Please pull out every line from the rows below that contains the string "pretty". Case counts, so match capitals and lowercase precisely.

Records provided:
####
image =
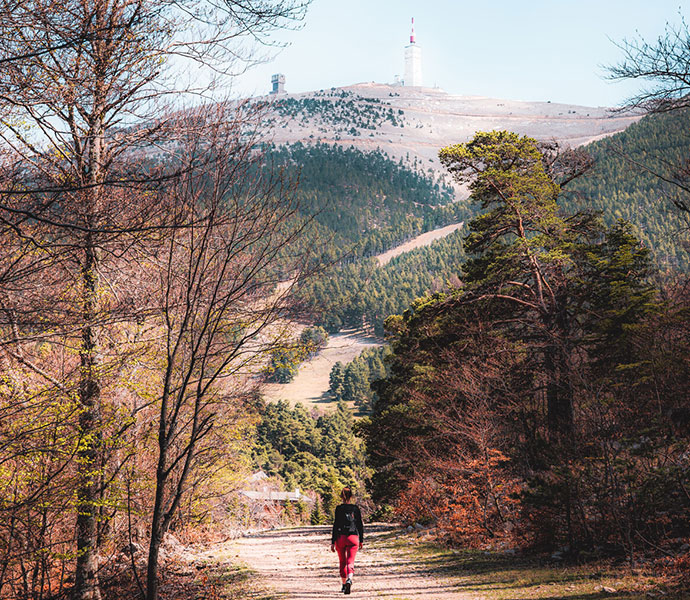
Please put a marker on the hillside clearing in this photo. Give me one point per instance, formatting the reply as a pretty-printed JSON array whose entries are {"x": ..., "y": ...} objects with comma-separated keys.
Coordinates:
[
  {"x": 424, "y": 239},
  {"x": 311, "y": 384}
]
####
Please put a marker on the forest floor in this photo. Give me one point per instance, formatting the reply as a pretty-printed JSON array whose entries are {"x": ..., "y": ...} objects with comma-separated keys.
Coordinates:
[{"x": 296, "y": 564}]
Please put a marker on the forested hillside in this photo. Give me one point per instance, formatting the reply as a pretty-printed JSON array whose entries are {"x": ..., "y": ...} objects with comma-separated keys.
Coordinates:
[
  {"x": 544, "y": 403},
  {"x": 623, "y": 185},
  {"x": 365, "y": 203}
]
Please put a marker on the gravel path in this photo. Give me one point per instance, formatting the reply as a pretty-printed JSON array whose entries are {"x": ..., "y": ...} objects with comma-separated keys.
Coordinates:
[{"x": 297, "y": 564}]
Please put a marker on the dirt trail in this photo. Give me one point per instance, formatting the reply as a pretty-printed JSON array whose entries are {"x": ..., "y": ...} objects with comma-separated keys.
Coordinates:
####
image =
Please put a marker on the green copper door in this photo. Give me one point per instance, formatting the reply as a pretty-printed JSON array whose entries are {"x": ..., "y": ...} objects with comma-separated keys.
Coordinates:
####
Expected answer:
Please put a marker on the hillside clearing in this photo. Give me one point per instance, formatting the reply as a pretty-printed JSON array whose entries are {"x": ..., "y": ...} objects with comma-separated keys.
Please put a marker on the forest floor in this photo. Give me one point per instance, formatting the reply as a pretty-printed JSON array whose entries are {"x": ..., "y": ...} objects with comma-separated keys.
Please put a marker on the forested hillside in this photo. Give me one point per instance, formatting the reply as a pretty-printed JSON array whose entries are {"x": ..., "y": ...} objects with comma-separated keys.
Please put a marker on the gravel path in this photo. Give me one point per instance, formatting the reply as a pretty-printed JSON array whose entries are {"x": ..., "y": ...} objects with comma-separated keys.
Please put a marker on the dirt trail in this photo. Give me one point per instance, formatting the reply as a pretty-printed JSON array whose entries are {"x": ..., "y": ...} objects with comma-separated keys.
Please put a marker on the green copper door in this photo. Give me one point per instance, formatting the reply as a pretty-printed JSON array whose entries are {"x": ..., "y": ...} objects with comma-separated keys.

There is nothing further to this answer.